**Information given:**
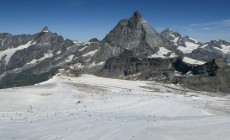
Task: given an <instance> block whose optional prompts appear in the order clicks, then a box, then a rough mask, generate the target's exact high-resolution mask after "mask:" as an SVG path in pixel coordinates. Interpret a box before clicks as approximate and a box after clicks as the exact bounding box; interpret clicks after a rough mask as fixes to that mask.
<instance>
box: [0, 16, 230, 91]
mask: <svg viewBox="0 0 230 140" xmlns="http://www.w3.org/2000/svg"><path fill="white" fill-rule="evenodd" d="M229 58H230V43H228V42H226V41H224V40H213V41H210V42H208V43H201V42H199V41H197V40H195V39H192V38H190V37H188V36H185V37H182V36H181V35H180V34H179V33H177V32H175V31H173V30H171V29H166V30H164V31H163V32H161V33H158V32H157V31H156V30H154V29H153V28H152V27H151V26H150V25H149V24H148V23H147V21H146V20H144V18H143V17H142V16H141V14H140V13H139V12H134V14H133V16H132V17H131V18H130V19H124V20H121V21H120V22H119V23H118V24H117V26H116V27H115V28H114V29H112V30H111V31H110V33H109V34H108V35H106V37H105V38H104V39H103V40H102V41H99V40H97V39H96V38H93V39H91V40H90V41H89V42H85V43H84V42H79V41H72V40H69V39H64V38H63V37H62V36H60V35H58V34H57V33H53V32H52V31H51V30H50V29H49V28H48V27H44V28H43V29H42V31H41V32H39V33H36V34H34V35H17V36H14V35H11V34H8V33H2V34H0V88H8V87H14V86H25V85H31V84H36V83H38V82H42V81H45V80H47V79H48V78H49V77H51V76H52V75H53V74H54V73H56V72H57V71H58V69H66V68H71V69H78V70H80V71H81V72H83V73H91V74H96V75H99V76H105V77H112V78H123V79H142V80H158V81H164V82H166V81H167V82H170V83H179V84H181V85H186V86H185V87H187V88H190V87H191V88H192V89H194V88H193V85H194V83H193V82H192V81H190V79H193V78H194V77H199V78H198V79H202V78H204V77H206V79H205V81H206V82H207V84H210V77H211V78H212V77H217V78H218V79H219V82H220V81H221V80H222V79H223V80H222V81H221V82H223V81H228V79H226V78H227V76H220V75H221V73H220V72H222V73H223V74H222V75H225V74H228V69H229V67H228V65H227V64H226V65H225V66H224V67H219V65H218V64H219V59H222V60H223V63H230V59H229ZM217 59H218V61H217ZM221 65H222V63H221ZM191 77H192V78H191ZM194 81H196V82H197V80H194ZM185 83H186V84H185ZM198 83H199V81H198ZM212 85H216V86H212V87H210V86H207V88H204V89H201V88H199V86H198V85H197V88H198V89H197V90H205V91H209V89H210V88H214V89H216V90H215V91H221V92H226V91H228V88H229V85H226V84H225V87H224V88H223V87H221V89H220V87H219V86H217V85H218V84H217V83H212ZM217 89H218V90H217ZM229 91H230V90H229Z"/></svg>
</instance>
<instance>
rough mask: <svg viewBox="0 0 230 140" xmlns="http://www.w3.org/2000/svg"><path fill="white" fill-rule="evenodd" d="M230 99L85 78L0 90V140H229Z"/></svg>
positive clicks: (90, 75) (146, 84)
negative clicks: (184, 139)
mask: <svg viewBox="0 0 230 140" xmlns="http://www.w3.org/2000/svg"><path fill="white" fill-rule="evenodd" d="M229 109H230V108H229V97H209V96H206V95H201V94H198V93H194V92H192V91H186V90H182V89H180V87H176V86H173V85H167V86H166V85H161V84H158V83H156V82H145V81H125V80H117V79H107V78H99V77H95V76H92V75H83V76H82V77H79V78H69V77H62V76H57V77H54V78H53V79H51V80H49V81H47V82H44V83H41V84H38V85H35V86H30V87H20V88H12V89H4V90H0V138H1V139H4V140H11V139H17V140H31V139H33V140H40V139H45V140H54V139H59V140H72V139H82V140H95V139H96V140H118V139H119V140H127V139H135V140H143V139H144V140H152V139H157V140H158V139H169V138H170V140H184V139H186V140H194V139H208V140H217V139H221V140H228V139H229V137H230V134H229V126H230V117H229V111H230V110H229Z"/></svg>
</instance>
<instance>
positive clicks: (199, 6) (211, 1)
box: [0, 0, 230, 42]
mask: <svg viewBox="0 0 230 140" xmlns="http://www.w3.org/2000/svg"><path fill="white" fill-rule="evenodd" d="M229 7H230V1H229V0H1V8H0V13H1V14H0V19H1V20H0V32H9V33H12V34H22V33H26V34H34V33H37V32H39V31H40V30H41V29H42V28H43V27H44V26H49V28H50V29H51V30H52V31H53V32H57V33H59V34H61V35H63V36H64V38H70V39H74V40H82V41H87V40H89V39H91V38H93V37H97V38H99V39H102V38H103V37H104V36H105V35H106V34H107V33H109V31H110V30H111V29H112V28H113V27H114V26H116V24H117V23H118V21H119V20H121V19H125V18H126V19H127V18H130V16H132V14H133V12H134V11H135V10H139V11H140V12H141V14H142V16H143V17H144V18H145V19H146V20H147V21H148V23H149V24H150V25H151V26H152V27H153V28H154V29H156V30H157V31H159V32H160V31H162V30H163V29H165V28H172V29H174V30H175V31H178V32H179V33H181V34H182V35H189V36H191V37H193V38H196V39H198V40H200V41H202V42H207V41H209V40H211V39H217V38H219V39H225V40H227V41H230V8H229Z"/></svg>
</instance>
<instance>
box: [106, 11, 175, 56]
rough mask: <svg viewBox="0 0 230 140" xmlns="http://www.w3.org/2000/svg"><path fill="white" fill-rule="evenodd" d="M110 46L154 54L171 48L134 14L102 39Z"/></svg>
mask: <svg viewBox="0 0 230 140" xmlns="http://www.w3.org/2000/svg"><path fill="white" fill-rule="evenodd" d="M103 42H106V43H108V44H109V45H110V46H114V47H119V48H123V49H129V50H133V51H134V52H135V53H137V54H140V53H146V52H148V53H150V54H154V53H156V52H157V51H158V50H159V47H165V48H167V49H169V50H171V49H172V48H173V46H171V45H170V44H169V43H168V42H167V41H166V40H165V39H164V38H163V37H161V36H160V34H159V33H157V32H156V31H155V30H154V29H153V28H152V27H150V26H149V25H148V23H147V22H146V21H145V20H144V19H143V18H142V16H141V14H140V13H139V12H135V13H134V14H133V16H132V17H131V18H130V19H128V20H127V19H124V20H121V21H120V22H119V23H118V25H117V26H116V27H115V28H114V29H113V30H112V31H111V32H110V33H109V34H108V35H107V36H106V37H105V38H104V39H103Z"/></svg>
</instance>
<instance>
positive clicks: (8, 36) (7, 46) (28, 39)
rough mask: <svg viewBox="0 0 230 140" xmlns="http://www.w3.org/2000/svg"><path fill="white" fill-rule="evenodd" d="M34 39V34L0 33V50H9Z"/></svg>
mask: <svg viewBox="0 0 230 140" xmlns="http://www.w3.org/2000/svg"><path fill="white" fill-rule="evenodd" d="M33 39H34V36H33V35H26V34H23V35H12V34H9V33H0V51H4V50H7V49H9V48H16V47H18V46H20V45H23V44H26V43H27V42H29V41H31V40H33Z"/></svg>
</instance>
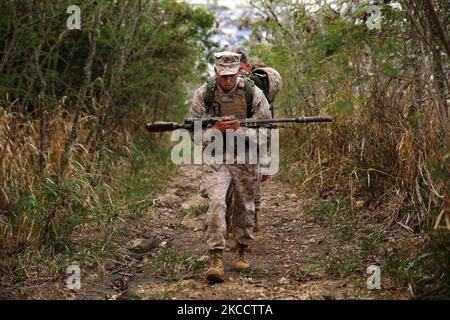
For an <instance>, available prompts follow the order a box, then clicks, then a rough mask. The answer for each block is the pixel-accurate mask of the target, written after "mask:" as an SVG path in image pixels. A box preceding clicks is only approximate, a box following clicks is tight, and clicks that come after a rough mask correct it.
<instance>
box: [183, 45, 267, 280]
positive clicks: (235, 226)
...
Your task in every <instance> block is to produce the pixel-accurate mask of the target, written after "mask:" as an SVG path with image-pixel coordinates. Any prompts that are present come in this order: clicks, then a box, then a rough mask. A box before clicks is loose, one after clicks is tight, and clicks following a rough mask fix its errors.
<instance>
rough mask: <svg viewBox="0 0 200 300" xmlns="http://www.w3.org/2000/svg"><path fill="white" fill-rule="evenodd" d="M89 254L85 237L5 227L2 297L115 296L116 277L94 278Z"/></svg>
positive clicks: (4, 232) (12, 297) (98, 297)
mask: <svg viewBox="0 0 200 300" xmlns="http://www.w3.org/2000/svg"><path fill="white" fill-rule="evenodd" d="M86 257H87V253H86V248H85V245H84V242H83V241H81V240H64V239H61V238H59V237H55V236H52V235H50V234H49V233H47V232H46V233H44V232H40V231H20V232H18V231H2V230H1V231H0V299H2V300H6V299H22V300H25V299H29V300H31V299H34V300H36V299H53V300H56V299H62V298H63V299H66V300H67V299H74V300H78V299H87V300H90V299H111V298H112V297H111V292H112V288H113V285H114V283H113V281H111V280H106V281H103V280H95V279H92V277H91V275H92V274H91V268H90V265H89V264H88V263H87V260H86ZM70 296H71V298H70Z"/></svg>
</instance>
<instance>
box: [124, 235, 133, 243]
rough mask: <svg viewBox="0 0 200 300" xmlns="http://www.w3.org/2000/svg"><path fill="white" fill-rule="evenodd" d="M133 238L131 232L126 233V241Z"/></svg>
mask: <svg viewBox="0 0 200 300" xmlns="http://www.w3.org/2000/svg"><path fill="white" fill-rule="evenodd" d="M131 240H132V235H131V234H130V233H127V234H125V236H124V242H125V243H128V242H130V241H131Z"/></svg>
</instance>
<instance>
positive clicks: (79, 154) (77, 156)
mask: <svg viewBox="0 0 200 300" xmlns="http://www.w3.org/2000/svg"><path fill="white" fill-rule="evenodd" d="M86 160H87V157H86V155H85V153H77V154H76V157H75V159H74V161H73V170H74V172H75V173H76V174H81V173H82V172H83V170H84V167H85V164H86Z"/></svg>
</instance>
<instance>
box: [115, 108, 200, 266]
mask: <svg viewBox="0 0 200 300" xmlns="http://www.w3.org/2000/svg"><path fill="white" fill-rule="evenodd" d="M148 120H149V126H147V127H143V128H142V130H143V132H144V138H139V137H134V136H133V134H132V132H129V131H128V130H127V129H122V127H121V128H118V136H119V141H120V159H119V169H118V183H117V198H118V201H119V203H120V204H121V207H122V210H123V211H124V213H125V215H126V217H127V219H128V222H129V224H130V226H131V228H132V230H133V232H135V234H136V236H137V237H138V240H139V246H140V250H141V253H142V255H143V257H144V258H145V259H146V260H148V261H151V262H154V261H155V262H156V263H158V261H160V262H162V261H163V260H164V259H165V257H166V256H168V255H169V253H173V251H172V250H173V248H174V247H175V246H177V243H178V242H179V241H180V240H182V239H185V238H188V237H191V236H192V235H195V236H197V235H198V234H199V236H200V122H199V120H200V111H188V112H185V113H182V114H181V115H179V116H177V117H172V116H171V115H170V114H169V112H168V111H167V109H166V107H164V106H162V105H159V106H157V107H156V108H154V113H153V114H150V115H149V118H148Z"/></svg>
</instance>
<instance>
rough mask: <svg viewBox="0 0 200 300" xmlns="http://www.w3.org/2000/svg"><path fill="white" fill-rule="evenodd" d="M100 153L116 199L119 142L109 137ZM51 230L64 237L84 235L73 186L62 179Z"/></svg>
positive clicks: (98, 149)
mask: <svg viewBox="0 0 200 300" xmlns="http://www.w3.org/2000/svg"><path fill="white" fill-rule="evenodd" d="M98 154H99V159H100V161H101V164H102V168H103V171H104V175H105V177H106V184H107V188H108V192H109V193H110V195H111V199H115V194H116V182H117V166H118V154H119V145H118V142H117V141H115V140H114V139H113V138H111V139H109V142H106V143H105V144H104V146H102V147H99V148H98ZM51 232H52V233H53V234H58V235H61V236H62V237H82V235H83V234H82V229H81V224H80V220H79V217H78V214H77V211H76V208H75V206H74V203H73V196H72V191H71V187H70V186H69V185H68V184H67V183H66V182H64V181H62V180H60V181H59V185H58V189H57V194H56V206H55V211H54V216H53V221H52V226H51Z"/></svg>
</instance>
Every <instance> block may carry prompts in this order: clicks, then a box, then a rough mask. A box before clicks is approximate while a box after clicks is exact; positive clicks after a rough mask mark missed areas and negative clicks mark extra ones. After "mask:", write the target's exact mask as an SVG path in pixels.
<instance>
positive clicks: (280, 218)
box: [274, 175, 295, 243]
--
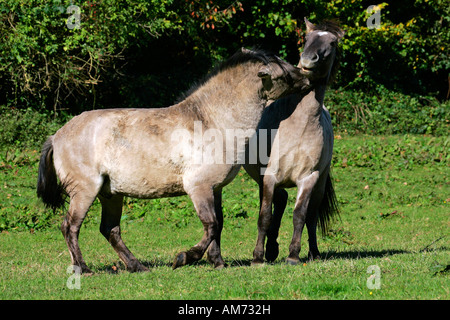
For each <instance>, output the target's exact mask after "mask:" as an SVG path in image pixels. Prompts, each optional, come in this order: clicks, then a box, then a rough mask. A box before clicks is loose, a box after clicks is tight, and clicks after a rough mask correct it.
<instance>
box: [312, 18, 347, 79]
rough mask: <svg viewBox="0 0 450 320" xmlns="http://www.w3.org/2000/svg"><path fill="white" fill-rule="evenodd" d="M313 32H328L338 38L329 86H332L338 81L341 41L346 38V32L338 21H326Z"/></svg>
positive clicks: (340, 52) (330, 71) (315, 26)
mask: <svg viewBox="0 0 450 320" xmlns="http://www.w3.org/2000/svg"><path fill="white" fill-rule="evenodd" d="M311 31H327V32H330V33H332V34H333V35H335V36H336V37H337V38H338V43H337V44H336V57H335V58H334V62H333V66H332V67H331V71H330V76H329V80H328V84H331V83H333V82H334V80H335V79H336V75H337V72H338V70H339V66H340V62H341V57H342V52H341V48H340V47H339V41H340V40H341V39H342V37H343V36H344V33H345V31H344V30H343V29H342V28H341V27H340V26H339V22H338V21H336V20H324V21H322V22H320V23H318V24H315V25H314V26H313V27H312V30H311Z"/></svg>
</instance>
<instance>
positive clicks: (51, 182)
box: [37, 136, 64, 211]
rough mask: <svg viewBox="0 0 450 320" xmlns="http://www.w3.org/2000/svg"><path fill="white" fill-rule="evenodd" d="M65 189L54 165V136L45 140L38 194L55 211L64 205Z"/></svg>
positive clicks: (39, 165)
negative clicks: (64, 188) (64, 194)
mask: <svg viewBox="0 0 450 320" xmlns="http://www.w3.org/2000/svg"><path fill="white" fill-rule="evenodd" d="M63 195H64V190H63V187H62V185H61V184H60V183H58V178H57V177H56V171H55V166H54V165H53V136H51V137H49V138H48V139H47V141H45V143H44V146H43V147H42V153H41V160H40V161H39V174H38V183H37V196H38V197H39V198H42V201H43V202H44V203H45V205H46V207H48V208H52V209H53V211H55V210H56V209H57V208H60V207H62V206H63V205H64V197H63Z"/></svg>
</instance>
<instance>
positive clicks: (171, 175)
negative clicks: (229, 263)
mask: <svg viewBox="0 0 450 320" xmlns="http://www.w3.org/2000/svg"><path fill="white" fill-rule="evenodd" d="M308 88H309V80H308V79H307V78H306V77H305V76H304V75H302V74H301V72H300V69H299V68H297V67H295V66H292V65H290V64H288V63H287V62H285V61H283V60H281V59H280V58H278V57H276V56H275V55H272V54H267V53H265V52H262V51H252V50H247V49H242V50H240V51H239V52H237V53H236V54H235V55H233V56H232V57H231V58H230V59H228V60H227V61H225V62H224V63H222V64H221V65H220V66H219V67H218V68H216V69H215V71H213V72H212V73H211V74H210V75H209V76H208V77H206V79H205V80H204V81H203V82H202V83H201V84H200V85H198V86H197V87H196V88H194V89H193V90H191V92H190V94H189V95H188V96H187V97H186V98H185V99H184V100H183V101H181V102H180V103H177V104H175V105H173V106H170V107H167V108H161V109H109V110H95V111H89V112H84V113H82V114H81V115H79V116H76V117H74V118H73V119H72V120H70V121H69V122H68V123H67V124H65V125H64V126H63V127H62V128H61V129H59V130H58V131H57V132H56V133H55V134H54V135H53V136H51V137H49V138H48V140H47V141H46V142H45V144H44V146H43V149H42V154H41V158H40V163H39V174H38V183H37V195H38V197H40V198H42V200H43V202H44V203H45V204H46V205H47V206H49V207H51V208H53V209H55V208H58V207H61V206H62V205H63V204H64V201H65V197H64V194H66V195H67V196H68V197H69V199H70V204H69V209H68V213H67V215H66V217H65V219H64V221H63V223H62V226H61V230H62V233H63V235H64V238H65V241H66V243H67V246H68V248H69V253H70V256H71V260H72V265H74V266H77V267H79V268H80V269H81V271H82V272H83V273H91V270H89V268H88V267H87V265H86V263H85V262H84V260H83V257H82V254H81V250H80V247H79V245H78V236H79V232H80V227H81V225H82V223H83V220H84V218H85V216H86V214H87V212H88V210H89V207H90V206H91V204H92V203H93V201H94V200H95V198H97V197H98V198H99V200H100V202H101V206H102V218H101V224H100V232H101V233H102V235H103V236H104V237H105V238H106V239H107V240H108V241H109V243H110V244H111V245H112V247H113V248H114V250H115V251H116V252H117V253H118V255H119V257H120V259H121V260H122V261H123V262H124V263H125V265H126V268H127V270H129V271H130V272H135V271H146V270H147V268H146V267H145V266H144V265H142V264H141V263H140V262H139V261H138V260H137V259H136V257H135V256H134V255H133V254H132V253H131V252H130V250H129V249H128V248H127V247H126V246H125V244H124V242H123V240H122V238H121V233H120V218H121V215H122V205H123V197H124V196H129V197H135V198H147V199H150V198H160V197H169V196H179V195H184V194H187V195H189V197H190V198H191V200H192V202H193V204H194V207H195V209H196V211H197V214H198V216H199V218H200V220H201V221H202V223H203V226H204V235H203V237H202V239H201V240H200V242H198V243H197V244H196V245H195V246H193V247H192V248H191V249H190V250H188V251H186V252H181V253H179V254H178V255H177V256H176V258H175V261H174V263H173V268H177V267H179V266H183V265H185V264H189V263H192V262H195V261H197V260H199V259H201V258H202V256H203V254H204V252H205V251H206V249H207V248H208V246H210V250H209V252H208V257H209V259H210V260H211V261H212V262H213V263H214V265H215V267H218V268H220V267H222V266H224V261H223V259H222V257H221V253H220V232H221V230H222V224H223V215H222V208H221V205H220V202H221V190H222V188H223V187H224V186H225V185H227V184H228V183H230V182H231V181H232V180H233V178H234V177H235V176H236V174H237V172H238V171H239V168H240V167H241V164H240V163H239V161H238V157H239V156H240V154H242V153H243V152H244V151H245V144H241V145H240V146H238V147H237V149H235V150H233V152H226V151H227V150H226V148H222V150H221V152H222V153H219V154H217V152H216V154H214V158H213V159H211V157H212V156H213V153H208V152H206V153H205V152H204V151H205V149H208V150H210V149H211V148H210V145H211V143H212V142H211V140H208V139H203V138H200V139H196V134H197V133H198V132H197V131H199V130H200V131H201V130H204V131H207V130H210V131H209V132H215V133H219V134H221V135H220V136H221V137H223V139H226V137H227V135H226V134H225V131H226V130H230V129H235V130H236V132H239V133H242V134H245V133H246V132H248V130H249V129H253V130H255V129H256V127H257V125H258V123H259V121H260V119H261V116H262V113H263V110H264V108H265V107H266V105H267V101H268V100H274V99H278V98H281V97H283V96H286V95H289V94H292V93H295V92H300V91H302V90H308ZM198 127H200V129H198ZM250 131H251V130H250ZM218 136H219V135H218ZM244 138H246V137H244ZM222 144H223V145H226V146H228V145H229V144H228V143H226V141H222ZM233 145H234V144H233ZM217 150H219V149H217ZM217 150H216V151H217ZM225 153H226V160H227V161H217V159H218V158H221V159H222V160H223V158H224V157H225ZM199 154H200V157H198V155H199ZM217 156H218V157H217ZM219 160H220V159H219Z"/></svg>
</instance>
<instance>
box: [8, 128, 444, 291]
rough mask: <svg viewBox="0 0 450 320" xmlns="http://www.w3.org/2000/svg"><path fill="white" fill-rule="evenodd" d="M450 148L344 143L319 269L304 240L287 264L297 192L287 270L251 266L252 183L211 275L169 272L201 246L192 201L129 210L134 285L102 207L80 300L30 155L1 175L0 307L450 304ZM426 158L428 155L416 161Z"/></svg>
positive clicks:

**About this task:**
Convert everything in the items above, from the line containing "Task: given an" down through the line containing "box: [0, 16, 230, 91]", into a Markdown table with the columns Row and Item Line. Number each line and leave out any blank lines.

**Worked solution:**
| Row | Item Line |
|---|---|
| 1 | Task: given an <instance> block whose optional prompts appear in the order clicks, then a box, then a rough mask, generate the target's exact high-resolution mask after "mask:" as an SVG path in pixel coordinates. Interpret a box before clicks as approximate and a box after clicks as the exact bounding box; interpret clicks after a rough mask as fixes to that mask. |
| 2 | <instance> |
| 3 | box: [0, 16, 230, 91] |